■ Extract to read ■
======

In the first embodiment, the connector 12 is provided to the side surface of the detector cover 10, so that the terminal of the connector 12 that is connected to the signal line 17 can be in close proximity to a position of the circuit board 14 that is connected to the one end of the signal line 17. Having the shortest possible signal line 17 in the detector cover 10, the electric motor 100 thus can reduce a possibility of the noise contaminating the electrical signal that propagates in the signal line 17. Moreover, the signal line 17 can be disposed without being pulled out of the detector cover 10 and therefore can reduce a possibility that noise from the constituent element external to the detector cover 10 contaminates the electrical signal of the signal line 17 as compared to when the signal line 17 is pulled out of the detector cover 10. Furthermore, because the signal line 17 can be made short, the signal line 17 can be disposed compactly.

The connector 12 is fitted with the end of the power line 16 at the position that is closer to the load side than the position of the connector 12 where the signal line 17 is fitted is. Therefore, the power line 16 and the signal line 17 can be disposed in the electric motor 100 with the power line 16 not crossing or not being in close proximity to the signal line 17. Thus, the electric motor 100 enables the electrical signal of the signal line 17 to be less contaminated by the noise from the power line 16. With the power line 16 being positioned closer to the load side than the circuit board 14 is, the power line 16 and the signal line 17 thus disposed can be prevented from crossing each other.

======

■ Data ■

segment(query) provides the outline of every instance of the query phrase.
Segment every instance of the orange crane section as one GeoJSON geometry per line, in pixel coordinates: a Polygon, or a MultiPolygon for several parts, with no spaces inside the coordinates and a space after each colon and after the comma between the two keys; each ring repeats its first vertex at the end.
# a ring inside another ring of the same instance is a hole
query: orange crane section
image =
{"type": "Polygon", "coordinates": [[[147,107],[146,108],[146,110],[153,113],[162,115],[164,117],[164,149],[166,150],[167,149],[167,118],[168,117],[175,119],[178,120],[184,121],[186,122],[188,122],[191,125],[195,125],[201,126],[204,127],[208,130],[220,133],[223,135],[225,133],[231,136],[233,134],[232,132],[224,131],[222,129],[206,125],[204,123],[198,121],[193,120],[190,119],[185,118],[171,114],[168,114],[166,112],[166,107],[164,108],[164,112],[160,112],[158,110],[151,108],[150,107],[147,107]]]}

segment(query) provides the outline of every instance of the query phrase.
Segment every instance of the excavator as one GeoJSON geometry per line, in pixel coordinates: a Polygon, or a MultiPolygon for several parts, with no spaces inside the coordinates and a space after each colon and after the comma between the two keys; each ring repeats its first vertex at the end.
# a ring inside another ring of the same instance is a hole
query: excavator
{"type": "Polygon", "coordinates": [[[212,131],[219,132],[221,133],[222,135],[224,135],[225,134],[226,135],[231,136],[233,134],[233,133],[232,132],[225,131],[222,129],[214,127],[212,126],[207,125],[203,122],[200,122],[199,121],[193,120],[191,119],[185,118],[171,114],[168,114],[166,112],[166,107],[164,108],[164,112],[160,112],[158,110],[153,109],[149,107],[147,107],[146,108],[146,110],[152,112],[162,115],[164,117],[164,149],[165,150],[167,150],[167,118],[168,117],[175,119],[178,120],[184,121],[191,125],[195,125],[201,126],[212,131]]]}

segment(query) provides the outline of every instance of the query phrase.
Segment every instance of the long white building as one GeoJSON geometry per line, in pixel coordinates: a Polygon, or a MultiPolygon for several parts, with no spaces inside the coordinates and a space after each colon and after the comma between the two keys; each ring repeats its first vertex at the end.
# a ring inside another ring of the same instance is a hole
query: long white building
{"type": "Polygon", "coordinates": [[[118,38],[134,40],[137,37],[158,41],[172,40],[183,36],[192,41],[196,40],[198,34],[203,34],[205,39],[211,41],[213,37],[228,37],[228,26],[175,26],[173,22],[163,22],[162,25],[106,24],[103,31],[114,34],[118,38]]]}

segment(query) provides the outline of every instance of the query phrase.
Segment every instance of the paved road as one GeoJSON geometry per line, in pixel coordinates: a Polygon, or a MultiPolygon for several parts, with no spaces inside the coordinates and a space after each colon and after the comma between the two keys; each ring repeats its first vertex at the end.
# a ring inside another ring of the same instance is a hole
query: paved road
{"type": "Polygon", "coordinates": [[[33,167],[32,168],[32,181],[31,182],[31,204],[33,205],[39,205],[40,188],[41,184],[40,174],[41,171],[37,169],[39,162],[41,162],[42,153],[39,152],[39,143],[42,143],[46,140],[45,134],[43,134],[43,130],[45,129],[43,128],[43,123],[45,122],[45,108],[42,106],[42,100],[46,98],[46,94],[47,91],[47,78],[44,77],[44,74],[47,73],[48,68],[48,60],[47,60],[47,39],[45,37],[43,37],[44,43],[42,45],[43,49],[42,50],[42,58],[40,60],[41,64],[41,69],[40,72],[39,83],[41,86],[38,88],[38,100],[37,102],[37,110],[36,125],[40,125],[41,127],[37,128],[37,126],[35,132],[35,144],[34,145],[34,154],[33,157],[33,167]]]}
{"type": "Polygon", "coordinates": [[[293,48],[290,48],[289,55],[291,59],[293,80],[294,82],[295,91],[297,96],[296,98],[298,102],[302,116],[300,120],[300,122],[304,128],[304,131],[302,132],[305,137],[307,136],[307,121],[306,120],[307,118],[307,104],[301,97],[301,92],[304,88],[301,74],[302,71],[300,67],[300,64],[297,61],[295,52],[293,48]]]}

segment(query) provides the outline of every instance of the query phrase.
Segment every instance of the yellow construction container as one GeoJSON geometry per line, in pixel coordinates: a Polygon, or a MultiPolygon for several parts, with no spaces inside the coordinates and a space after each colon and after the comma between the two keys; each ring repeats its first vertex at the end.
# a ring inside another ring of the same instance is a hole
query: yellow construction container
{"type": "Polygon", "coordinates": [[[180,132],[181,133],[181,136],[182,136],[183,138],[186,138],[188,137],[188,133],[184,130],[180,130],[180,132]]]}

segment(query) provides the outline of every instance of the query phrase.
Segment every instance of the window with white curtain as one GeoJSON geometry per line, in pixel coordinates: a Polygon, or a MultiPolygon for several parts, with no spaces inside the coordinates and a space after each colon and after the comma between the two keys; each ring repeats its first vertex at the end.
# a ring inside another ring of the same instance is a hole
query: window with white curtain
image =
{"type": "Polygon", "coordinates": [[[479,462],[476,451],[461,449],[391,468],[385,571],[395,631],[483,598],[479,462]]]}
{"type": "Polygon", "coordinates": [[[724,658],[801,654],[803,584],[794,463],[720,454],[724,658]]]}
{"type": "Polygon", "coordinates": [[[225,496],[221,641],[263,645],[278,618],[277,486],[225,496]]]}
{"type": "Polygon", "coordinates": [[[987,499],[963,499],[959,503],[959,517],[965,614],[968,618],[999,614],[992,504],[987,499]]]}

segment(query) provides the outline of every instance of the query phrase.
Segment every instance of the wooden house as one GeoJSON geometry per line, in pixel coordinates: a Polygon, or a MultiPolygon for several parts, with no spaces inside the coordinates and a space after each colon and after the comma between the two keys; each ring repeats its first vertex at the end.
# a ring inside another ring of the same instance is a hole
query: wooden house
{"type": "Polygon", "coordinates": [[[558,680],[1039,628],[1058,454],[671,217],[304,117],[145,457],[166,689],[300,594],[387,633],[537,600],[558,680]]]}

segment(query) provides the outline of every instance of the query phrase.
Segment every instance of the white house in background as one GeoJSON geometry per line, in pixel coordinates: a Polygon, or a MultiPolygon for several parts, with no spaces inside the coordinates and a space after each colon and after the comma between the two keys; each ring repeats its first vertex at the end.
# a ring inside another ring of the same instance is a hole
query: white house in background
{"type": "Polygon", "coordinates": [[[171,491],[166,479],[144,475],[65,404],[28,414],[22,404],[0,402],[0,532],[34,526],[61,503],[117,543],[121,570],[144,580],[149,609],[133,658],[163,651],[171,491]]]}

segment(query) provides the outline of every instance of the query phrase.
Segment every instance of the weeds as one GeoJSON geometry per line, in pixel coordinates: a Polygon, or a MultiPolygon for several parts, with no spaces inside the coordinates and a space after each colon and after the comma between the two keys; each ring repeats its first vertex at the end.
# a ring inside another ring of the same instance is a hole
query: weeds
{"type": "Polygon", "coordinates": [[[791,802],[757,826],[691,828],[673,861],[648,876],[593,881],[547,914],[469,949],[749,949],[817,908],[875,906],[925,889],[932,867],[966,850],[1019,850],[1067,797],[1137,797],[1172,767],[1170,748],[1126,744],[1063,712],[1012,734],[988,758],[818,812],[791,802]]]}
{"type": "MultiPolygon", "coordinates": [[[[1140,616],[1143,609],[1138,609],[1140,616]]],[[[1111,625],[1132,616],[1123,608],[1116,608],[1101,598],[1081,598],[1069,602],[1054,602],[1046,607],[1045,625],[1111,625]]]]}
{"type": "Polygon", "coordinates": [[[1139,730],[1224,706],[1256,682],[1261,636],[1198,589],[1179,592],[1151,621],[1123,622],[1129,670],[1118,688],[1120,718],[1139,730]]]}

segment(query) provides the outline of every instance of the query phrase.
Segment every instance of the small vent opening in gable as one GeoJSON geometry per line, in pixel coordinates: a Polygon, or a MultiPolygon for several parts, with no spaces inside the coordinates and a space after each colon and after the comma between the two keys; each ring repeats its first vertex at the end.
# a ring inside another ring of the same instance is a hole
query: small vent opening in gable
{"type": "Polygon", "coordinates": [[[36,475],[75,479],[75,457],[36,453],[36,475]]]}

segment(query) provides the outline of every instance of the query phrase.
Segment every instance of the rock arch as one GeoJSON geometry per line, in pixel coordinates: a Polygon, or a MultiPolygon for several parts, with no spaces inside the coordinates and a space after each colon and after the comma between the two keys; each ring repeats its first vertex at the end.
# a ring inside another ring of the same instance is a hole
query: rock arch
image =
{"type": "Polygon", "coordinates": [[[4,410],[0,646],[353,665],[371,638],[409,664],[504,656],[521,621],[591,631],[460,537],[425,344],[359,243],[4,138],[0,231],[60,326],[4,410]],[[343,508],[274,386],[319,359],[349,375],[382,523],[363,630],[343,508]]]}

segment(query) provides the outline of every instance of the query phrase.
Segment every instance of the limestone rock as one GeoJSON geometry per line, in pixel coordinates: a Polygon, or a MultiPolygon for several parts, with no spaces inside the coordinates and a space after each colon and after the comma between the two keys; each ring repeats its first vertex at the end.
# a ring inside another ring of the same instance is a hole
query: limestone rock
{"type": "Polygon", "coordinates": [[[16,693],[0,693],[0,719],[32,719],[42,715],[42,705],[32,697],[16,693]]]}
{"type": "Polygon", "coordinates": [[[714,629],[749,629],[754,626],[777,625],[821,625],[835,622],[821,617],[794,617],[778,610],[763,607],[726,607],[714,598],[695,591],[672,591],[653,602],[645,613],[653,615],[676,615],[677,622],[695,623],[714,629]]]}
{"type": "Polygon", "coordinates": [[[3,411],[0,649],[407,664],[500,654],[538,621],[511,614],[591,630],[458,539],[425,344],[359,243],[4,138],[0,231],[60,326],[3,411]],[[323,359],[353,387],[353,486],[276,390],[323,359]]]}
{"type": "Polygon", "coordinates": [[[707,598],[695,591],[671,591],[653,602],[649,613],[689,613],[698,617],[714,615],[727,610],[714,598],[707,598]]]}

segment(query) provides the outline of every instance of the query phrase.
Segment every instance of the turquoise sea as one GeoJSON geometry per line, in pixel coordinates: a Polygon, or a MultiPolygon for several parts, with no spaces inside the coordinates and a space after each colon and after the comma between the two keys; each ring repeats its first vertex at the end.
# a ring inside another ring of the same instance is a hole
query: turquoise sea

======

■ Problem set ■
1. In the passage on the electric motor, change the part starting with "The connector 12 is fitted" and going on through "crossing each other.", replacing "power line" with "power cable".
2. Answer these questions from the passage on the electric motor:
(a) In the first embodiment, on which surface of the detector cover 10 is the connector 12 provided?
(b) Because the signal line 17 can be made short, how can it be disposed?
(c) Where on the connector 12 is the end of the power line 16 fitted?

■ Solutions to the problems ■
1.
The connector 12 is fitted with the end of the power cable 16 at the position that is closer to the load side than the position of the connector 12 where the signal line 17 is fitted is. Therefore, the power cable 16 and the signal line 17 can be disposed in the electric motor 100 with the power cable 16 not crossing or not being in close proximity to the signal line 17. Thus, the electric motor 100 enables the electrical signal of the signal line 17 to be less contaminated by the noise from the power cable 16. With the power cable 16 being positioned closer to the load side than the circuit board 14 is, the power cable 16 and the signal line 17 thus disposed can be prevented from crossing each other.

2.
(a) The side surface.
(b) Compactly.
(c) At the position closer to the load side than the position where the signal line 17 is fitted.